# ZITIERTER TEXT
☆ ☆ ☆

Frankreich: Ramadan immer stärker praktiziert

  • Ralf Klingsieck, Paris
  • Lesedauer: 3 Min.
Der islamische Fastenmonat Ramadan, der am vergangenen Mittwoch begonnen hat, wird seit einigen Jahren von immer mehr französischen Muslimen praktiziert. Von den fünf bis sechs Millionen Franzosen, die dem Islam angehören, halten heute mehr als 70 Prozent den Fastenmonat ein, während es 1989 noch 60 Prozent waren. Dagegen bekennen sich jetzt 20 Prozent Muslime dazu, nicht zu fasten, gegenüber 32 Prozent vor 20 Jahren.

☆ ☆ ☆

Einträge aus einer Beschriftungssammlung
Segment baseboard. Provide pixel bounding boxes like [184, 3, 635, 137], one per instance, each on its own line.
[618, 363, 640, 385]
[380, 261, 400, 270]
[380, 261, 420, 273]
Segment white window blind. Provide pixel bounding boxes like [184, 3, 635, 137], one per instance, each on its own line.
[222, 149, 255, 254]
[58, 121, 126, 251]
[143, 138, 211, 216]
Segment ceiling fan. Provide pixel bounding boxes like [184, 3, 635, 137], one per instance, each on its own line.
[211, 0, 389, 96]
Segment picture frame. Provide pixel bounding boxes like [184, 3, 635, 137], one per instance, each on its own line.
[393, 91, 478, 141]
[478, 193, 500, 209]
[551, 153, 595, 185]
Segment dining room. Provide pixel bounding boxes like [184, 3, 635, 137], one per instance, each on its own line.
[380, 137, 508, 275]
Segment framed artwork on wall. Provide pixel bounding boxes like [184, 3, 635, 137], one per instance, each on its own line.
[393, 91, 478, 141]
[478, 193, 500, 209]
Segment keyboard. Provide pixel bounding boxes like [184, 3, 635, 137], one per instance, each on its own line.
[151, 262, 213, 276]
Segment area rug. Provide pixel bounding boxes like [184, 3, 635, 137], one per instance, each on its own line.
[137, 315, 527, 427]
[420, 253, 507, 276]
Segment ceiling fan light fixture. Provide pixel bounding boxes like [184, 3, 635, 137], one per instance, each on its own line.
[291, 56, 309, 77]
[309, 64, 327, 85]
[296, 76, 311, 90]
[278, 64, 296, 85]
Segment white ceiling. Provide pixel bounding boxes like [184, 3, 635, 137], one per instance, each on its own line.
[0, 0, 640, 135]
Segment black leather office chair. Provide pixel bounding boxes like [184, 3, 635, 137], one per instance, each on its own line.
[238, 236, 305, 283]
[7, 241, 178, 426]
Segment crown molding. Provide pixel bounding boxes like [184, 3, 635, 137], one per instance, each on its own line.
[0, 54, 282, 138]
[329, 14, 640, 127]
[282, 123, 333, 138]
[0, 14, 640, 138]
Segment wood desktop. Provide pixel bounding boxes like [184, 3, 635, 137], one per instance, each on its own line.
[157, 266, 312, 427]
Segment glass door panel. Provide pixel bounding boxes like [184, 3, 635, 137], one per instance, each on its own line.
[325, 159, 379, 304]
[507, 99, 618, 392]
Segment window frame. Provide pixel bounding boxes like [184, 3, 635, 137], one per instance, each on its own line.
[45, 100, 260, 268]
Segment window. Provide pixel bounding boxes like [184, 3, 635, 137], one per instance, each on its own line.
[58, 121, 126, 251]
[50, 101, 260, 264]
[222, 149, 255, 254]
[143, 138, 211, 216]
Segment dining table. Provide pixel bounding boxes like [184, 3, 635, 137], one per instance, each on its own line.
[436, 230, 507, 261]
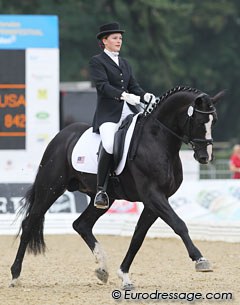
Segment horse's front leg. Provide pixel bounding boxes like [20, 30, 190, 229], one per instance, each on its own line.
[118, 207, 157, 290]
[151, 191, 212, 272]
[73, 198, 113, 283]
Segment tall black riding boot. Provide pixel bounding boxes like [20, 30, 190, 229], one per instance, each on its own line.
[94, 146, 113, 209]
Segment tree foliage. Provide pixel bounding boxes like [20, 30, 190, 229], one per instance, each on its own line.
[0, 0, 240, 141]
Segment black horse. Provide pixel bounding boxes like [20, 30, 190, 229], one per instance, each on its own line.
[11, 87, 222, 289]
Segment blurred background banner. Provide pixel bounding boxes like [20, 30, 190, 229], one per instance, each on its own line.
[0, 15, 59, 183]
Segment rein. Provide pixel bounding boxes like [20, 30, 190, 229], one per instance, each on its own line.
[155, 106, 216, 149]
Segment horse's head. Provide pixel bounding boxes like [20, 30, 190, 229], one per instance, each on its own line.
[185, 92, 224, 164]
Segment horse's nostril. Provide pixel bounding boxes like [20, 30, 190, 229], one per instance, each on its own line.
[199, 157, 209, 164]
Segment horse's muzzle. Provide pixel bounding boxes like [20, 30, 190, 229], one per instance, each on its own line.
[193, 144, 213, 164]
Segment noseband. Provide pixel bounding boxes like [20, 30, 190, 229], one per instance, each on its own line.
[156, 105, 216, 150]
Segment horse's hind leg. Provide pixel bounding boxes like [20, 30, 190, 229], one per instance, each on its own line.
[118, 207, 157, 289]
[152, 193, 212, 272]
[73, 198, 113, 283]
[10, 178, 65, 287]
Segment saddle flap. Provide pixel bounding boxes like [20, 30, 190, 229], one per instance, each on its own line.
[113, 114, 134, 169]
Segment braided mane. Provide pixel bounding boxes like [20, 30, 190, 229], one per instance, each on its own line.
[145, 86, 201, 116]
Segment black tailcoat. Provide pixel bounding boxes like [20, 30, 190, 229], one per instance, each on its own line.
[89, 52, 146, 132]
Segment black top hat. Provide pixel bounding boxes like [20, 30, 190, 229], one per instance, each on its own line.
[96, 22, 125, 39]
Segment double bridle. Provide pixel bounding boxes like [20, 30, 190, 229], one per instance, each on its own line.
[155, 100, 216, 150]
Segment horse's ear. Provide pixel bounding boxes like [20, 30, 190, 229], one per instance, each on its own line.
[194, 93, 209, 107]
[211, 89, 227, 104]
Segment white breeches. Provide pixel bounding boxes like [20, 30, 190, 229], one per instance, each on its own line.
[99, 102, 133, 154]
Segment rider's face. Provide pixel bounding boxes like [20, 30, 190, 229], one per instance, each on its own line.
[103, 33, 122, 52]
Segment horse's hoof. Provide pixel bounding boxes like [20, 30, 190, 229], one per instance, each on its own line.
[9, 279, 19, 288]
[122, 283, 135, 290]
[95, 268, 109, 284]
[195, 257, 213, 272]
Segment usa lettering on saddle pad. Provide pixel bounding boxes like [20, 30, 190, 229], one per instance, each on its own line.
[72, 113, 140, 175]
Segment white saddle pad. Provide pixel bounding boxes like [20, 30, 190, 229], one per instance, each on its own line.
[72, 113, 140, 175]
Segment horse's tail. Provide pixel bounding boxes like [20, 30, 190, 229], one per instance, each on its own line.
[17, 182, 46, 255]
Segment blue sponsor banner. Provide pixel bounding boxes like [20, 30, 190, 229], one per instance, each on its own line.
[0, 15, 59, 50]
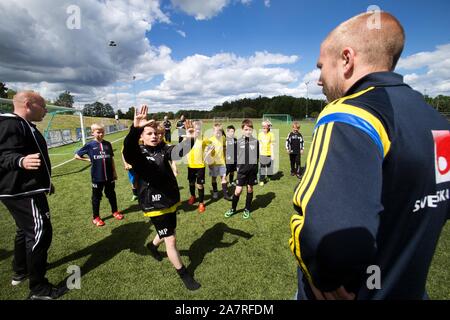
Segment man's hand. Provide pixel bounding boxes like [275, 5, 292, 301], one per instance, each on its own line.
[48, 183, 55, 196]
[133, 104, 154, 128]
[184, 120, 195, 138]
[22, 153, 41, 170]
[309, 282, 356, 300]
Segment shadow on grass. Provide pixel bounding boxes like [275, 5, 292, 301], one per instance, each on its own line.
[178, 191, 223, 212]
[180, 222, 253, 275]
[251, 192, 276, 212]
[233, 192, 276, 216]
[102, 203, 142, 221]
[270, 171, 284, 181]
[0, 249, 14, 261]
[47, 222, 151, 275]
[52, 164, 91, 178]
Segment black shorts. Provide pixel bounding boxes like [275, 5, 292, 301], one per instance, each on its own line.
[150, 211, 177, 238]
[227, 164, 237, 175]
[188, 168, 206, 184]
[236, 171, 258, 187]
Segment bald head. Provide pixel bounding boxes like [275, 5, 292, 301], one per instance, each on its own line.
[13, 91, 47, 121]
[322, 12, 405, 71]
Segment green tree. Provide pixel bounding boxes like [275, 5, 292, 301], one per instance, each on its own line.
[125, 107, 136, 120]
[83, 101, 115, 118]
[55, 90, 73, 108]
[6, 89, 17, 99]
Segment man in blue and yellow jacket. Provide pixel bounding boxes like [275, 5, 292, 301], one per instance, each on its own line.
[289, 12, 450, 299]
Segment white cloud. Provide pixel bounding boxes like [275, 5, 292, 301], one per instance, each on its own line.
[0, 0, 324, 111]
[397, 43, 450, 96]
[171, 0, 252, 20]
[172, 0, 230, 20]
[0, 0, 170, 87]
[177, 30, 186, 38]
[139, 52, 298, 108]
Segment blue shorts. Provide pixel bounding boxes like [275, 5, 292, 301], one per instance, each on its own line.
[128, 169, 136, 185]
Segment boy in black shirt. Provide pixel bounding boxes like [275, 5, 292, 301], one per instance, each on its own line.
[123, 106, 200, 290]
[225, 119, 259, 219]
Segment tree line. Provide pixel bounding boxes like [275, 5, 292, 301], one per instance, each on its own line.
[0, 82, 450, 120]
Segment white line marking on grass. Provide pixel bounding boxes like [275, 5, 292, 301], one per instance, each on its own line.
[52, 137, 125, 170]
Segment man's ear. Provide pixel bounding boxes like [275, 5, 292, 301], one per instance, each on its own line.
[340, 47, 355, 78]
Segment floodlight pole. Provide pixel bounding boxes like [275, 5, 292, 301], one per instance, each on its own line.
[79, 111, 86, 146]
[305, 81, 309, 118]
[108, 40, 119, 109]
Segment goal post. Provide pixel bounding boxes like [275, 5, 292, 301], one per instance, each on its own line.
[213, 117, 230, 123]
[262, 113, 292, 124]
[0, 98, 86, 147]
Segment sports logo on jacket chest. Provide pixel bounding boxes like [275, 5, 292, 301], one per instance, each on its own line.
[152, 194, 162, 202]
[432, 130, 450, 184]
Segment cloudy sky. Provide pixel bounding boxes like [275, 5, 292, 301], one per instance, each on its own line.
[0, 0, 450, 112]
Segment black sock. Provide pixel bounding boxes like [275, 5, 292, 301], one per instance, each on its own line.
[222, 182, 228, 197]
[198, 189, 205, 203]
[147, 241, 162, 261]
[231, 194, 239, 211]
[245, 192, 253, 211]
[177, 266, 201, 290]
[189, 184, 195, 197]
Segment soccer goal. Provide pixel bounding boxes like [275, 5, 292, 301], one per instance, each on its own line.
[213, 117, 230, 123]
[0, 98, 86, 148]
[263, 113, 292, 124]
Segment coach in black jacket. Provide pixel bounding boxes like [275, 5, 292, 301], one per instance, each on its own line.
[0, 91, 65, 300]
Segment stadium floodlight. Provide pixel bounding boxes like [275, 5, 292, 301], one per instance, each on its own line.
[305, 81, 309, 118]
[262, 113, 292, 124]
[213, 117, 230, 124]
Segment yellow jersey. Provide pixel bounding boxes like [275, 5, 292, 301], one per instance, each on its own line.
[208, 136, 226, 166]
[258, 131, 275, 157]
[187, 137, 211, 169]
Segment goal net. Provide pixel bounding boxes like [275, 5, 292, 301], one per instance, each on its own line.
[213, 117, 230, 124]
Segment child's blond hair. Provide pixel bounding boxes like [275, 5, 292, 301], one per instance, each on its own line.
[91, 123, 105, 132]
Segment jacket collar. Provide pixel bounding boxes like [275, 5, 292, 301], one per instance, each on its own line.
[344, 72, 408, 96]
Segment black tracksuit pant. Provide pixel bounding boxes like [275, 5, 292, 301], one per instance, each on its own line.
[289, 153, 301, 174]
[2, 193, 52, 293]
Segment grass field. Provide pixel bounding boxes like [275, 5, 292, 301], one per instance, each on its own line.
[0, 122, 450, 300]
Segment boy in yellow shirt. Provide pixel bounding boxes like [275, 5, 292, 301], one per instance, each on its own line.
[258, 120, 275, 186]
[208, 123, 231, 201]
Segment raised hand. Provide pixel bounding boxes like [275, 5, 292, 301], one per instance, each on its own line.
[133, 104, 154, 128]
[184, 120, 195, 138]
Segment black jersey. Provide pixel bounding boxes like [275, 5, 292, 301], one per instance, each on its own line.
[163, 120, 172, 131]
[226, 137, 237, 165]
[123, 126, 193, 217]
[286, 132, 304, 154]
[237, 136, 259, 174]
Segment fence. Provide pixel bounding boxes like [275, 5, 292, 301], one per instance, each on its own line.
[46, 124, 128, 148]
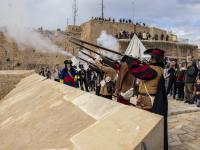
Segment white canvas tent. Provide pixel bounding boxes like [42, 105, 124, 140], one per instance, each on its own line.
[125, 34, 150, 59]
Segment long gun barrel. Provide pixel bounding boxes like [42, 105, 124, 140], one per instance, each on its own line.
[71, 37, 123, 56]
[80, 51, 95, 60]
[70, 40, 114, 61]
[78, 57, 101, 71]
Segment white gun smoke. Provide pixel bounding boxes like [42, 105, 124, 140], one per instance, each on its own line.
[0, 0, 72, 56]
[97, 30, 119, 60]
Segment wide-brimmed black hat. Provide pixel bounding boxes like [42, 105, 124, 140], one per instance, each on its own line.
[64, 60, 72, 65]
[144, 48, 165, 61]
[79, 64, 84, 69]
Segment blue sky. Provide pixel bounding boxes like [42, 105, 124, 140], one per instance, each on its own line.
[0, 0, 200, 45]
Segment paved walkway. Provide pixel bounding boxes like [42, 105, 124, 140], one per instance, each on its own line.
[168, 99, 200, 150]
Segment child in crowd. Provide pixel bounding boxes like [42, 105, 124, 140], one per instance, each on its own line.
[194, 76, 200, 107]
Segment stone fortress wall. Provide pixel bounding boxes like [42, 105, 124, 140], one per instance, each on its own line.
[67, 20, 198, 59]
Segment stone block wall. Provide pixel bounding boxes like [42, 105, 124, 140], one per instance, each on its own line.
[0, 71, 34, 100]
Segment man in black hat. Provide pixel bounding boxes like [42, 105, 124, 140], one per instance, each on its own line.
[103, 48, 168, 150]
[60, 60, 76, 87]
[79, 64, 89, 92]
[126, 48, 168, 150]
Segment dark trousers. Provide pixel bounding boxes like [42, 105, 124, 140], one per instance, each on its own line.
[117, 95, 132, 105]
[176, 82, 184, 100]
[185, 83, 194, 102]
[80, 78, 89, 92]
[167, 78, 176, 97]
[54, 79, 60, 82]
[101, 95, 112, 100]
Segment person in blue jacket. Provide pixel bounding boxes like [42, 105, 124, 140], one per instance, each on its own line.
[60, 60, 76, 87]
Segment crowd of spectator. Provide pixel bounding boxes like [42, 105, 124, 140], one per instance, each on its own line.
[164, 56, 200, 107]
[92, 17, 147, 27]
[115, 31, 169, 41]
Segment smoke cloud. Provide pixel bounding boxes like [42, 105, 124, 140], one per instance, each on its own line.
[0, 0, 72, 56]
[97, 30, 119, 60]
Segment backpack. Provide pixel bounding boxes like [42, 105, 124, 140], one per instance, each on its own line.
[106, 81, 115, 94]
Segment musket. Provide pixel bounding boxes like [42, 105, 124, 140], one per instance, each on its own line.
[70, 40, 114, 61]
[78, 57, 100, 71]
[71, 37, 124, 56]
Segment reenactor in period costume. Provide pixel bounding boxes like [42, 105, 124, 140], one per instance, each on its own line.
[127, 48, 168, 150]
[115, 56, 135, 105]
[103, 48, 168, 150]
[95, 60, 116, 100]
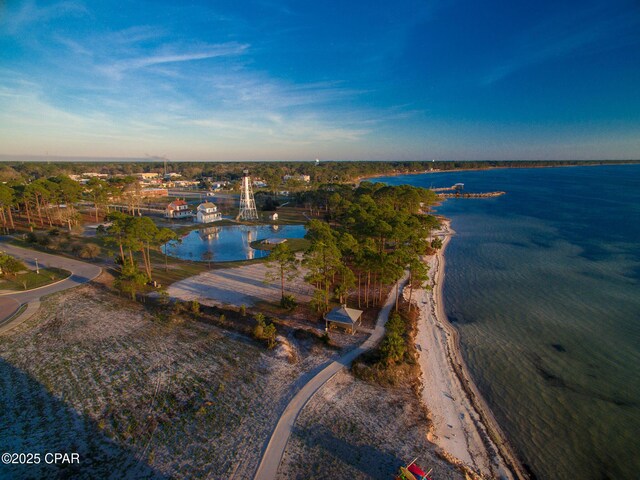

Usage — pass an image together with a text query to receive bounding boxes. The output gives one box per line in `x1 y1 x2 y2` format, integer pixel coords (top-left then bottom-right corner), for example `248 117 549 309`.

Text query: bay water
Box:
376 165 640 480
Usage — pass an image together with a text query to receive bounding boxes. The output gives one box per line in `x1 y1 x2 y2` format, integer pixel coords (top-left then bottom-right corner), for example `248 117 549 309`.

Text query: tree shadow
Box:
0 358 169 479
293 426 403 478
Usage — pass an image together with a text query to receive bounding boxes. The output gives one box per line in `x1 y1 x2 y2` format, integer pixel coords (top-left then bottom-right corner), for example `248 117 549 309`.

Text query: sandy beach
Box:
414 222 528 479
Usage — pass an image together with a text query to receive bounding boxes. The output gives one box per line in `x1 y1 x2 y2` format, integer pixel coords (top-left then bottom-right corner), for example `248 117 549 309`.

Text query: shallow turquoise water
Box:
162 225 305 262
378 165 640 479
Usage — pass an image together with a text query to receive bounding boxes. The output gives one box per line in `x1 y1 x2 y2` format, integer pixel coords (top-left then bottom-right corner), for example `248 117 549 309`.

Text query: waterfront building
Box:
324 305 362 335
164 200 193 218
195 202 222 223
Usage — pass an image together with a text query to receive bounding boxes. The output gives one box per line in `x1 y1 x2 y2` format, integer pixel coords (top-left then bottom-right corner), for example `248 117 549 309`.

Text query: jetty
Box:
438 192 507 198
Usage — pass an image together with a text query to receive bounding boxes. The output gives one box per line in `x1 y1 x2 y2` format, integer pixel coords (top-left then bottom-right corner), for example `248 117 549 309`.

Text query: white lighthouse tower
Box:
238 170 258 220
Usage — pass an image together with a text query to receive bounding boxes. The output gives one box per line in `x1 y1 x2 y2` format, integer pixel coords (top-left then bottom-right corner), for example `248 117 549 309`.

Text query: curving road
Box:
0 238 102 334
254 275 408 480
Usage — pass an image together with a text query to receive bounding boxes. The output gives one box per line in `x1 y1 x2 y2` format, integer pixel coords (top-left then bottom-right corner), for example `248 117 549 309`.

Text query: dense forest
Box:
0 160 638 184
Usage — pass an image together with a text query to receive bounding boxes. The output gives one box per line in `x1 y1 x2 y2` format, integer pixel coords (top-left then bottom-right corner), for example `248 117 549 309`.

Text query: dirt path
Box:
168 263 313 307
254 275 407 480
0 239 102 335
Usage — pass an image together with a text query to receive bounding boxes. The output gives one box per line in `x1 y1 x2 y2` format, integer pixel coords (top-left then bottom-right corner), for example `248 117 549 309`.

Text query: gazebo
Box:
324 305 362 335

☆ ☆ ☆

# GESTELLTE AUFGABEN
1 – Überarbeite im Text über den Ramadan in Frankreich den Abschnitt von "Der islamische Fastenmonat" bis "vor 20 Jahren." und setze dabei "Einwohnern Frankreichs" an die Stelle von "Franzosen".
2 – Schreibe den Text über den Ramadan in Frankreich im Anschluss an seinen letzten Satz weiter.

# DIE ANTWORTEN
1 –
Der islamische Fastenmonat Ramadan, der am vergangenen Mittwoch begonnen hat, wird seit einigen Jahren von immer mehr französischen Muslimen praktiziert. Von den fünf bis sechs Millionen Einwohnern Frankreichs, die dem Islam angehören, halten heute mehr als 70 Prozent den Fastenmonat ein, während es 1989 noch 60 Prozent waren. Dagegen bekennen sich jetzt 20 Prozent Muslime dazu, nicht zu fasten, gegenüber 32 Prozent vor 20 Jahren.

2 –
Der Ramadan ist nur eine der fünf Säulen des islamischen Glaubens neben dem Bekenntnis zu Allah, dem Gebet, dem Geben von Almosen und der Pilgerreise nach Mekka. Doch offenbar ist das Fasten die naheliegendste und beliebteste Form des Bekenntnisses zum Glauben, weit vor der regelmäßigen Gebet, egal ob fünfmal täglich zu Hause und am Arbeitsplatz oder am Freitag in der Moschee. Den Ramadan einzuhalten ist nicht zuletzt eine Betonung der eigenen Identität und oft auch eine stumme Demonstration gegen die Stigmatisierung des Islam und seiner Anhänger durch Präsident Nicolas Sarkozy und seine Rechtsregierung. Diese machen angeblich nur gegen extremistische Islamisten Front, doch in der täglichen Praxis werden oft die Grenzen zu den »normalen« Muslimen verwischt.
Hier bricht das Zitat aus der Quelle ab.